Consigne
Poursuivez le texte sur la crise mondiale et la nouvelle épistémè à partir de sa dernière phrase.

Pour la démoarchie 3

Fin des élites et faim de nouvelle épistémè (3/3)


Ce qu'est la crise mondiale
En notre époque nouvelle, la postmodernité, une synergie entre l'archaïque et le technologique est de rigueur ; elle impose la naissance de la nouvelle épistémè dont je parle pour l'intelligence des affaires humaines. Il nous faut par conséquent prendre conscience qu'on ne peut plus raisonner ni même agir de nos jours sur un strict plan local ; il est impératif de se résoudre à s'inscrire dans un plan régional pour le moins sinon mondial.
Bien évidemment, cela ne signifie point la perte de toute attention à ce qui relève du local et de la proximité humaine qui est à multiples dimensions, aussi bien culturelle, économique et politique que sociologique et psychologique. De fait, il s'agit d'un équilibre instable et impératif à trouver.

Liste des données
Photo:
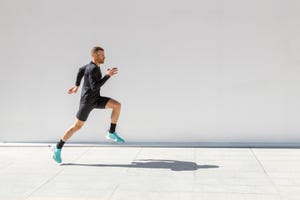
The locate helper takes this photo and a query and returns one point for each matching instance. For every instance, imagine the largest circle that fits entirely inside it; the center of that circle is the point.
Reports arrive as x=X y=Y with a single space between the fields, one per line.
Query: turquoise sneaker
x=56 y=153
x=114 y=136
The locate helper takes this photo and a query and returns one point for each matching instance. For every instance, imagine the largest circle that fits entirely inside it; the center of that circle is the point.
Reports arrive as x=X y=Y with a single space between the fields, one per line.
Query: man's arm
x=80 y=75
x=94 y=80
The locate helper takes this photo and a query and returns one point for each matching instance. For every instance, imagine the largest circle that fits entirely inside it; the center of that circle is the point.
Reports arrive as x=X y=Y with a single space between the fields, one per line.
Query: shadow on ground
x=174 y=165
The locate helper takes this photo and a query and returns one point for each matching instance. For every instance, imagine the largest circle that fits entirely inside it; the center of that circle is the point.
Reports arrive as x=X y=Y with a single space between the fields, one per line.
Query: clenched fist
x=112 y=71
x=73 y=89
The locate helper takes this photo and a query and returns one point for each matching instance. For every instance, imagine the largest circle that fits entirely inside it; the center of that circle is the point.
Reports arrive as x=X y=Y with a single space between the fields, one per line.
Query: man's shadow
x=174 y=165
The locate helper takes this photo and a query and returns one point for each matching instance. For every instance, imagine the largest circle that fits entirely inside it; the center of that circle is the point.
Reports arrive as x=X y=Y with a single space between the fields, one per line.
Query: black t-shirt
x=92 y=82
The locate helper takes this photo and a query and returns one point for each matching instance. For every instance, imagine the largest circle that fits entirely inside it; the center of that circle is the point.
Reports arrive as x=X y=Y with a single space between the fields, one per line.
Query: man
x=90 y=99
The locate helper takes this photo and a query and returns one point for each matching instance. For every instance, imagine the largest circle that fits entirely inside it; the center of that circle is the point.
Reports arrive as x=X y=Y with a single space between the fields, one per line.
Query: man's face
x=99 y=56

Réponse
La postmodernité invite donc l'État en crise, pour échapper à l'obsolescence,  à se transformer en collant plus aux exigences des masses qui ont repris le pouvoir, la puissance sociétale instituante ayant supplanté subrepticement le pouvoir institué, quelle que soit sa forme.
C'est ce qu'on qualifie de passage de la notion classique de contrat à celle de pacte bien plus en prise avec les attentes des foules seules détentrices de la légitimité qui ne saurait aujourd'hui qu'être réelle, incarnée et de tout instant, quitte à être renouvelée constamment par les instruments de ce qu'on appelle démocratie directe.
Au paradigme politique nouveau en gestation, il nous faut trouver les mécanismes formels adaptés pour renouveler une démocratie exsangue, vidée de son âme, devenue un cadre formel sans sens, une structure idéale pour la légalité apparente trouée d'illégalités multiples et récurrentes. On ne peut plus de nos jours, sauf à faire preuve d'angélisme ou de mauvaise foi, se contenter du rendez-vous électoral comme unique et éminente incarnation de la légitimité politique; en postmodernité, elle ne recouvre plus nécessairement la souveraineté populaire.
Cela se pouvait et devait l'être avec notre ère de communication à outrance où les distances se sont raccourcies au point que le village planétaire d'hier est réduit désormais à juste un immeuble aux dimensions du monde.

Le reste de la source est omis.